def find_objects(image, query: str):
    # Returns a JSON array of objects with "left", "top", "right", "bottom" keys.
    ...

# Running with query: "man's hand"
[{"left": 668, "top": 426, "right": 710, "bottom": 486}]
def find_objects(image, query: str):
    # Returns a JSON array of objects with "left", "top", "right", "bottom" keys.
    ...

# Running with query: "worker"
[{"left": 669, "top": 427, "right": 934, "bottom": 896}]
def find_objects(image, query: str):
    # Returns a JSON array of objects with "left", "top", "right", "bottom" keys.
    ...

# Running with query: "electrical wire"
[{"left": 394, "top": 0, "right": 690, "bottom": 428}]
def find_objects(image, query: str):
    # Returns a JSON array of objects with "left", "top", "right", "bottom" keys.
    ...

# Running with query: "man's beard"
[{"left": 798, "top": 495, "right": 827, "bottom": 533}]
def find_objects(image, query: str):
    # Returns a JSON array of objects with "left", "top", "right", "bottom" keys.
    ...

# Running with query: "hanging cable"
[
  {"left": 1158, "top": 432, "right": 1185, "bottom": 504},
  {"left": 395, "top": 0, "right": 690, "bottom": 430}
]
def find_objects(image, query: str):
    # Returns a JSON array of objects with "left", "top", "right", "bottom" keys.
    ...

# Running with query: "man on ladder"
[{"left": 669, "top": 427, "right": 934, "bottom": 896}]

* * * *

_YOUR INSTRUCTIONS_
Copy all of the rows above line for line, without changing anything.

_CORRECT ANSWER_
def find_objects(image, query: str):
    # Returns a JSON array of objects with "left", "top", "right", "bottom" keys.
    ...

# Running with query: "man's hand"
[{"left": 668, "top": 426, "right": 710, "bottom": 486}]
def find_objects(image, query: str):
    # Returns a JSON array of objects with "left", "top", "right", "bottom" keys.
    ...

# Running with query: "worker"
[{"left": 669, "top": 427, "right": 934, "bottom": 896}]
def find_objects(image, query: str):
    # Returns a JSON array of objects with "left", "top", "right", "bottom" keys.
    ...

# Running with query: "electrical wire"
[{"left": 394, "top": 0, "right": 690, "bottom": 428}]
def find_objects(image, query: str):
    # Returns a JSON array of objects with "left", "top", "right", "bottom" keys.
    ...

# Running with query: "man's beard"
[{"left": 798, "top": 495, "right": 827, "bottom": 533}]
def find_objects(image, query: str):
    # Returns a JSON array of objects with "left", "top", "right", "bottom" keys.
    ...

# Running with query: "hanging cable"
[
  {"left": 1158, "top": 432, "right": 1185, "bottom": 504},
  {"left": 395, "top": 0, "right": 690, "bottom": 430}
]
def find_objects(image, query: str):
    # Returns a JSON array of objects with "left", "top", "right", "bottom" keys.
    ...

# Running with query: "man on ladder"
[{"left": 669, "top": 427, "right": 934, "bottom": 896}]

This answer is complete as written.